## Directive a
Transcribe the excerpt on the SPI transfer controller in full, reproducing each line word for word.

## Selected excerpt
'''

This module sits one level above the SPI engine and is responsible for turning higher-level transfer requests into a sequence of byte transfers. In other words, it acts as the “glue” between the CPU-visible interface and the low-level SPI hardware.

It supports two modes:

Single-byte mode, where the CPU directly provides a byte to transmit
Block mode, where the controller streams data from the buffer RAM and writes responses back into it

So instead of the CPU manually driving SPI byte-by-byte, it can trigger a transfer and let the controller handle the rest.

The overall flow is implemented as a simple finite state machine:

IDLE
LOAD_BYTE
FETCH_BYTE
START_BYTE
WAIT_BYTE
BYTE_DONE
TRANSFER_DONE
ERROR

The bugs

For this section I think I am going put those GCSE English writing skills which allowed me to achieve a 5 to use and write about my personal hardware debugging experience.

There are a lot of things that went wrong during this phase of the project. What was meant to be a one week project turned into two and a half weeks. Going in to uni every other day during Easter was quite nice. The lab was quiet there was only a few people in working on coursework. I had a good laughs and maybe one to two drinks more than I should of at the pub after the building closed.

'''

## Directive b
Report how many lines of the rows contain the string "query", treating uppercase and lowercase letters as distinct. Give only the number.

## Dataset content
'''

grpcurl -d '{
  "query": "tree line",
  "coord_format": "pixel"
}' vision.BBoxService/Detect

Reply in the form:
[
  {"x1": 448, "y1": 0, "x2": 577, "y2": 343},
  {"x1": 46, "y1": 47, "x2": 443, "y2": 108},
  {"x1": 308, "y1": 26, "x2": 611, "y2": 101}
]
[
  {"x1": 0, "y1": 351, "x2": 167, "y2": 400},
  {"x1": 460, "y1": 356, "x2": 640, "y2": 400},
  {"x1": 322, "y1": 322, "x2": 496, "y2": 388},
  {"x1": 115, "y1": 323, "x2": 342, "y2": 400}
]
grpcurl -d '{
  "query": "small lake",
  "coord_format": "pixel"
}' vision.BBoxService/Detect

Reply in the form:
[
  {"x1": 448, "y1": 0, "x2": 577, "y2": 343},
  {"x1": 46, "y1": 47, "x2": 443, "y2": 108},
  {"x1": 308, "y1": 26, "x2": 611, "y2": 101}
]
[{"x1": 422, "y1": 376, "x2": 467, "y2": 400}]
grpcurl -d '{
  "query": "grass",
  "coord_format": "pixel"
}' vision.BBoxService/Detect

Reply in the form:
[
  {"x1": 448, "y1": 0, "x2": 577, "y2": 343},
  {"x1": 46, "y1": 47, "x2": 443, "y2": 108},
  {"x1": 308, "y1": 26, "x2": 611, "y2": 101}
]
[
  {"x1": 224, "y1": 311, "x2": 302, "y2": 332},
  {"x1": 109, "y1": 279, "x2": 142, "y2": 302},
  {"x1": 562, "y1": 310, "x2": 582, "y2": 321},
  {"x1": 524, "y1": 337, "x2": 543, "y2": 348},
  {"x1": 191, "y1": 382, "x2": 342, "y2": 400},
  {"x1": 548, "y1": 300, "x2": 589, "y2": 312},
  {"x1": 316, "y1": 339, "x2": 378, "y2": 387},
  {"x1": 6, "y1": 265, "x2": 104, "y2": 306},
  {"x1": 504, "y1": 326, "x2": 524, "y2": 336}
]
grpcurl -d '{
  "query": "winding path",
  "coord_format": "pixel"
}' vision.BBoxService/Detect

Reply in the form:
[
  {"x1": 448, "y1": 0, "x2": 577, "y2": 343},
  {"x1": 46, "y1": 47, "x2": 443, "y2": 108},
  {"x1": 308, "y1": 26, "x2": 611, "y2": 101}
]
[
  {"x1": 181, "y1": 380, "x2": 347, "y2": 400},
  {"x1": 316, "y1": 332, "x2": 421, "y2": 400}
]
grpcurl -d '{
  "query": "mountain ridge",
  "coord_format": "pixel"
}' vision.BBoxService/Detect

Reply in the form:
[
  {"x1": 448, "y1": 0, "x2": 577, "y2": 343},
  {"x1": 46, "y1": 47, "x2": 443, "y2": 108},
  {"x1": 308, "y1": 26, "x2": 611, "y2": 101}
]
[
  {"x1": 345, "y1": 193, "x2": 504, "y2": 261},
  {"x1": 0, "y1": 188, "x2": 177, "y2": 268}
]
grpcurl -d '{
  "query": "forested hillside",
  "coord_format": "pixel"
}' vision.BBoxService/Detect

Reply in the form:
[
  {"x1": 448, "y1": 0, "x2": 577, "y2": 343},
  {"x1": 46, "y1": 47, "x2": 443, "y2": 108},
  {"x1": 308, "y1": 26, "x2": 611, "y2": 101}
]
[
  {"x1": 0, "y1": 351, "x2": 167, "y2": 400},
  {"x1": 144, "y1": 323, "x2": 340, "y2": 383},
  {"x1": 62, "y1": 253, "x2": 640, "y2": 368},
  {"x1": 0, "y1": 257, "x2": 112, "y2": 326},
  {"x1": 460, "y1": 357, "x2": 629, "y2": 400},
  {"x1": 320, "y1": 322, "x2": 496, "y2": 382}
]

'''

## Full answer a
This module sits one level above the SPI engine and is responsible for turning higher-level transfer requests into a sequence of byte transfers. In other words, it acts as the “glue” between the CPU-visible interface and the low-level SPI hardware.

It supports two modes:

Single-byte mode, where the CPU directly provides a byte to transmit
Block mode, where the controller streams data from the buffer RAM and writes responses back into it

So instead of the CPU manually driving SPI byte-by-byte, it can trigger a transfer and let the controller handle the rest.

The overall flow is implemented as a simple finite state machine:

IDLE
LOAD_BYTE
FETCH_BYTE
START_BYTE
WAIT_BYTE
BYTE_DONE
TRANSFER_DONE
ERROR

The bugs

For this section I think I am going put those GCSE English writing skills which allowed me to achieve a 5 to use and write about my personal hardware debugging experience.

There are a lot of things that went wrong during this phase of the project. What was meant to be a one week project turned into two and a half weeks. Going in to uni every other day during Easter was quite nice. The lab was quiet there was only a few people in working on coursework. I had a good laughs and maybe one to two drinks more than I should of at the pub after the building closed.

## Full answer b
6